Você já negociou com americano? Eu já. Claro que no
micromundo do cinema, quando
vendi filmes para eles. E vos digo:
não há a mais remota chance de
"colher-de-chá", de simpatia, de
"quebra-meu-galho". Não existe
isso. Os ingênuos marxistazinhos
do cinema viam neles complôs do
capitalismo querendo nos "alienar ideologicamente", e eles só
pensavam no tutu do mercado.
Ideologia para eles é só isso. Eles
não negociam para chegar a um
objetivo; o objetivo mercantil vem
antes, e tudo vale para alcançá-lo,
até a guerra.
Sobre isso, houve dois fatos importantíssimos.
Primeiro, um artigo extraordinário do embaixador Rubens Ricupero na Folha de 11 de fevereiro
de 2001, em plena guerra da vaca
louca. Depois, a entrevista para o
"Valor" do embaixador Samuel
Pinheiro Guimarães, autor do livro "500 Anos de Periferia", disponível no site www.global21.
_____
= TRABALHO PROPOSTO =
1. Indique se cada afirmação concorda com o trecho sobre negociar com americanos, respondendo sim ou não e citando as palavras exatas do trecho que decidem a questão: (a) Quem escreve já vendeu filmes para americanos. (b) Os americanos negociam para chegar a um objetivo. (c) O artigo de Rubens Ricupero saiu na Folha de 11 de fevereiro de 2001.
2. Prossiga com o trecho sobre negociar com americanos a partir de onde ele termina.
Não é preciso consultar os dados.

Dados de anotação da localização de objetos
_____
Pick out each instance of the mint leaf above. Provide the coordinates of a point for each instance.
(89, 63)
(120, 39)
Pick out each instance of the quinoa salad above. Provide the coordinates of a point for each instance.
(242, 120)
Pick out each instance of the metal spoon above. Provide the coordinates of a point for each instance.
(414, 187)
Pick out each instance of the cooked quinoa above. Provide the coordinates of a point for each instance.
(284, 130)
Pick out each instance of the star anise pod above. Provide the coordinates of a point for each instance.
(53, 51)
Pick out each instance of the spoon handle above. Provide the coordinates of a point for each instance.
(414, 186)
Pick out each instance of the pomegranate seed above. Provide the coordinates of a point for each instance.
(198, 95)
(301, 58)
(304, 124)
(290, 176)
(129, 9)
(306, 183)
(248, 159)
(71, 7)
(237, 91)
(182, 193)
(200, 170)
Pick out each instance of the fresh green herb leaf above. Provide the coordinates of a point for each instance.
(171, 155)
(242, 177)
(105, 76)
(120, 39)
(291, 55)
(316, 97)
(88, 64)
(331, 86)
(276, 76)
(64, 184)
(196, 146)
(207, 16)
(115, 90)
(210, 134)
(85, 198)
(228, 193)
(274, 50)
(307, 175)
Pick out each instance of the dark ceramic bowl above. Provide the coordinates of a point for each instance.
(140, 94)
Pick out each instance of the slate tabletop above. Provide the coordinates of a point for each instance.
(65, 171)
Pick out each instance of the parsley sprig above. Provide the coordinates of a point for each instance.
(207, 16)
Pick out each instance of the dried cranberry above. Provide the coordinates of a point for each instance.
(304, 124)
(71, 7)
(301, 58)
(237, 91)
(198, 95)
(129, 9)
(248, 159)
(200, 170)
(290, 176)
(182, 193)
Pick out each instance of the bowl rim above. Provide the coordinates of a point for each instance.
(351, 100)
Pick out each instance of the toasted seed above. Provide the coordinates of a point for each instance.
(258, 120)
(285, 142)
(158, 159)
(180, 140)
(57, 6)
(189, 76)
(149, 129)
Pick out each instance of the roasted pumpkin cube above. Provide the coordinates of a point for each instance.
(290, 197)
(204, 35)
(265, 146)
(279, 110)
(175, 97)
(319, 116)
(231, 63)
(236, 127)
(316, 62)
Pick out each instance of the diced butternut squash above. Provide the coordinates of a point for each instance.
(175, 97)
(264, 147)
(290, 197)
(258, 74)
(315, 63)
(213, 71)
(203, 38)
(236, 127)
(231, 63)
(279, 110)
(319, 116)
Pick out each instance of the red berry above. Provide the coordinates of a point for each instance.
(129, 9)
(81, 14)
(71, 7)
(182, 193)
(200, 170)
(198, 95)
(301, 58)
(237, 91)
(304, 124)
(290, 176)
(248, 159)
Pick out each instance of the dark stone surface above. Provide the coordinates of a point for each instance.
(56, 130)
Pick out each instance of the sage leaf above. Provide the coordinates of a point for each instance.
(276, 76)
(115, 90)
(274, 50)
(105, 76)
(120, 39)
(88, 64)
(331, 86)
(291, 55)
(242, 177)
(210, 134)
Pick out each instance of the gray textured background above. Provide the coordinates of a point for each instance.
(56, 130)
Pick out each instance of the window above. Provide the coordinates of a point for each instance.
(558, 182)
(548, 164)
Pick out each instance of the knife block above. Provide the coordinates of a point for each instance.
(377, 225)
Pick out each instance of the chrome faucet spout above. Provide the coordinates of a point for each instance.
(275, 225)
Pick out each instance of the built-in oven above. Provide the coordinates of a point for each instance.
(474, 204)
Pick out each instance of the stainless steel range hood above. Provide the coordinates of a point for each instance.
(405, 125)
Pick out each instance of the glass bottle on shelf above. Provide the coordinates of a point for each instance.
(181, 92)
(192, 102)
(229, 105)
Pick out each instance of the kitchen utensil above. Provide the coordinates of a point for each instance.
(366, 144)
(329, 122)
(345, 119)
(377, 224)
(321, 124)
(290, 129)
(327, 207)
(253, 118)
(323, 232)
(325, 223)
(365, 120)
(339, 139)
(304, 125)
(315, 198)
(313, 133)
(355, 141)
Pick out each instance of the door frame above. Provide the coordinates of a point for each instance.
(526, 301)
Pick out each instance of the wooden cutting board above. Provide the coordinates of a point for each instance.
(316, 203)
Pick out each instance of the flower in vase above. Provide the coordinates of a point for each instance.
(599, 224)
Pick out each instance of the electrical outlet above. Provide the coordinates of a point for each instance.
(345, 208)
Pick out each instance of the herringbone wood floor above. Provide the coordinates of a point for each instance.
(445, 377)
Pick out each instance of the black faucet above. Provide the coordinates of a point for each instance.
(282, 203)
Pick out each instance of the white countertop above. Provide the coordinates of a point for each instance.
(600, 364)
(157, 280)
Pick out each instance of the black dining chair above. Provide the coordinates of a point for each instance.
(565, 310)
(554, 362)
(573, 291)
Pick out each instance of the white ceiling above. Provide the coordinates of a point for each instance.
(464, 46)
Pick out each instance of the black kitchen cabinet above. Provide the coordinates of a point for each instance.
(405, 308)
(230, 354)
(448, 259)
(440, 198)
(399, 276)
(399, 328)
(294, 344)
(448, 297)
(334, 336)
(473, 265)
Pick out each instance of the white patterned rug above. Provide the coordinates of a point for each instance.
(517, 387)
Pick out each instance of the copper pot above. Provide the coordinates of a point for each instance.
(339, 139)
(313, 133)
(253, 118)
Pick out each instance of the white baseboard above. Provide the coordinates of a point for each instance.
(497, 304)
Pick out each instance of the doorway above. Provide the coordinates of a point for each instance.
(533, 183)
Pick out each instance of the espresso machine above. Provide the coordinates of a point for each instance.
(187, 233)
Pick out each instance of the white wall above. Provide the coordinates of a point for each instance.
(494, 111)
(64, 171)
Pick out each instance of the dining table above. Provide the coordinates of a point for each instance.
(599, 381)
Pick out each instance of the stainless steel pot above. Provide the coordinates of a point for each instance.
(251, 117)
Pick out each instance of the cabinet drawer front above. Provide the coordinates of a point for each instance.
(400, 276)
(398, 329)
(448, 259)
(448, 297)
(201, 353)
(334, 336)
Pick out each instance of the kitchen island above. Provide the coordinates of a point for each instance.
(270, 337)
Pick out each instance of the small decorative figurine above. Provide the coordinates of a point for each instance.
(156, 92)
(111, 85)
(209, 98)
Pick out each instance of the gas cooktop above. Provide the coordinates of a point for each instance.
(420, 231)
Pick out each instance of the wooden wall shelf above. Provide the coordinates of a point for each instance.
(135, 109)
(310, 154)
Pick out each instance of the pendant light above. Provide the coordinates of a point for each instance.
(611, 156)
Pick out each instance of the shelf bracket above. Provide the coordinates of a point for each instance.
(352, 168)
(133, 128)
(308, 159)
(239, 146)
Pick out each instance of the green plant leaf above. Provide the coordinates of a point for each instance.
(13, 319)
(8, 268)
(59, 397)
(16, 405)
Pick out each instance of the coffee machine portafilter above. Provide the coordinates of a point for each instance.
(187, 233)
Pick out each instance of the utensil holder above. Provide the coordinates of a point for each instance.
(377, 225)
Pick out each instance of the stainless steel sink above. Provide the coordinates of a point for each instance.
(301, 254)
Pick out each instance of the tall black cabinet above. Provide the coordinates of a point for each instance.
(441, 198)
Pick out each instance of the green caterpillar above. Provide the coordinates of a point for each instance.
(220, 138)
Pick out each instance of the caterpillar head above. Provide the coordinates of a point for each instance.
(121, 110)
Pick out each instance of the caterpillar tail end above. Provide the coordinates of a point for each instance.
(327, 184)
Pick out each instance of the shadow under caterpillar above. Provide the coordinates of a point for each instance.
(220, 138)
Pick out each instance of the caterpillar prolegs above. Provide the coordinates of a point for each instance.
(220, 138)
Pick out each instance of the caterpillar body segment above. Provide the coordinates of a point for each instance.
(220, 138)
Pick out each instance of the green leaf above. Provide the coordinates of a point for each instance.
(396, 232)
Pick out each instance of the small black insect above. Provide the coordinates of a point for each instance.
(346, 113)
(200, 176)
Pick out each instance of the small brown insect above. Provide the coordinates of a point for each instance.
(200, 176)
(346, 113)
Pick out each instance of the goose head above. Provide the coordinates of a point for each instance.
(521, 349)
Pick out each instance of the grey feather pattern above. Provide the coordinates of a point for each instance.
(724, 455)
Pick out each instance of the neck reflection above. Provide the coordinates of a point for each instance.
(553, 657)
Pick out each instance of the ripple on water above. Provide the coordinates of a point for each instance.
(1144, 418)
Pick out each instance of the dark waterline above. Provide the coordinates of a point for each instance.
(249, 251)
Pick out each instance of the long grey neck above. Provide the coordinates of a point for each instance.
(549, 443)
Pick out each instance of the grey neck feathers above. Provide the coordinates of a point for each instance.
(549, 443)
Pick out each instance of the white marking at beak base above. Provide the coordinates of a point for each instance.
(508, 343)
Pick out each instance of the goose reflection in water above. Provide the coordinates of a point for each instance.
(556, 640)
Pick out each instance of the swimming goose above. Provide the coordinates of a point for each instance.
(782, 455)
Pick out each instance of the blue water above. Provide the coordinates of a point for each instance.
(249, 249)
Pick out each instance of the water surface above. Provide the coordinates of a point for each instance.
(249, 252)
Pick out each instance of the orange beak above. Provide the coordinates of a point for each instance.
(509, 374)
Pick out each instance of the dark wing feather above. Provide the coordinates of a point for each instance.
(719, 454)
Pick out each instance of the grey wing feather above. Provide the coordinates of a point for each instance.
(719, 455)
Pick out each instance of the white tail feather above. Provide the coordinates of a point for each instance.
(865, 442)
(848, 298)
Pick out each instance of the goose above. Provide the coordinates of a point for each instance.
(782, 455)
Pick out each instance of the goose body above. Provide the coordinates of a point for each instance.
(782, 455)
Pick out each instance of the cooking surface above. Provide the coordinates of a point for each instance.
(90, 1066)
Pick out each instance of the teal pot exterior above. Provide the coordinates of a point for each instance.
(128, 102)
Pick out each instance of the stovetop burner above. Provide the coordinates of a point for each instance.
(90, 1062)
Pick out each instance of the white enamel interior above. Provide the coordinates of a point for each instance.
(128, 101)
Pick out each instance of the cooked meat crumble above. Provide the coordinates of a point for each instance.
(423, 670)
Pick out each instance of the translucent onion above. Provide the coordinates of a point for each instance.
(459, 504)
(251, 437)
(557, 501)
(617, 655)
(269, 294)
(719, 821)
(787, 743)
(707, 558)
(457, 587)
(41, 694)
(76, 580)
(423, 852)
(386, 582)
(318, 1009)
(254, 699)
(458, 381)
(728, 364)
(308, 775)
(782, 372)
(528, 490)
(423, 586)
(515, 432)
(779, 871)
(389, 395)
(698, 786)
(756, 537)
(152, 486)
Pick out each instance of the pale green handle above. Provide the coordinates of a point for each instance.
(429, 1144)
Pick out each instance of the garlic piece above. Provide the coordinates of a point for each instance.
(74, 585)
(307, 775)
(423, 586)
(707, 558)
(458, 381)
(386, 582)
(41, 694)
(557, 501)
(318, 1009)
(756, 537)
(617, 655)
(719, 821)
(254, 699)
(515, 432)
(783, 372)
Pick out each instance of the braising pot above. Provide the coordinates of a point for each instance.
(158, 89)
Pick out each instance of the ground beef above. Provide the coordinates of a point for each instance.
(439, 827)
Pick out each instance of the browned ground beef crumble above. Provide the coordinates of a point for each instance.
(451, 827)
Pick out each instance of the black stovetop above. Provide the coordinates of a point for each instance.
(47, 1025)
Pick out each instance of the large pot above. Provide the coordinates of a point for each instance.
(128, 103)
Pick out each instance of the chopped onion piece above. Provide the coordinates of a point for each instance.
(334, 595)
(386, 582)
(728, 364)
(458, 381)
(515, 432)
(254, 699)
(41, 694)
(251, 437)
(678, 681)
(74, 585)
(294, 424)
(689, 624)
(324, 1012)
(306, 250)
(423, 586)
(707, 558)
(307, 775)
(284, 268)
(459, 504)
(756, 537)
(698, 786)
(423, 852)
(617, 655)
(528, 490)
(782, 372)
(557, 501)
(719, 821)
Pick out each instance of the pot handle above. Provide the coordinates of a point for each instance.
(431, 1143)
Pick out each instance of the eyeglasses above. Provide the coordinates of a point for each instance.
_____
= RESPOSTAS AOS EXERCÍCIOS =
1.
(a) Sim: "quando vendi filmes para eles".
(b) Não: "Eles não negociam para chegar a um objetivo; o objetivo mercantil vem antes".
(c) Sim: "na Folha de 11 de fevereiro de 2001".

2.
com.br. Essa entrevista causou alvoroço entre os diplomatas, zonzos entre carreira e liberdade, hesitantes entre um chic internacionalismo e a dura defesa de nosso
país. Negam, desconversam, mas
essa entrevista quase causou a
"lei da mordaça" na casa de Rio
Branco, saudoso defensor de nossas fronteiras.
Claro que o "bullshit" neo-liberal-global condena falar em "imperialismo" hoje como sendo
uma gafe. Fazem boquinha de
nojo: "Ai, que antigo!!!". Mas imperialismo é ainda a melhor palavra. Que é, senão "imperialismo",
a política de sabotagem às patentes e aos nossos genéricos, pela indústria farmacêutica norte-americana, agora com apoio de Bush,
eleito com a grana deles? (Prepare-se, Zé Serra, que eles vêm aí
com a sétima cavalaria!) Os dois
embaixadores, Pinheiro Guimarães e Ricupero, alertam para a
necessidade de enfrentarmos o
que pode vir a ser a definição de
nosso desgraçado e dependente
destino no século 21 todo. A Alca
pode ser nossa sentença de morte
econômica.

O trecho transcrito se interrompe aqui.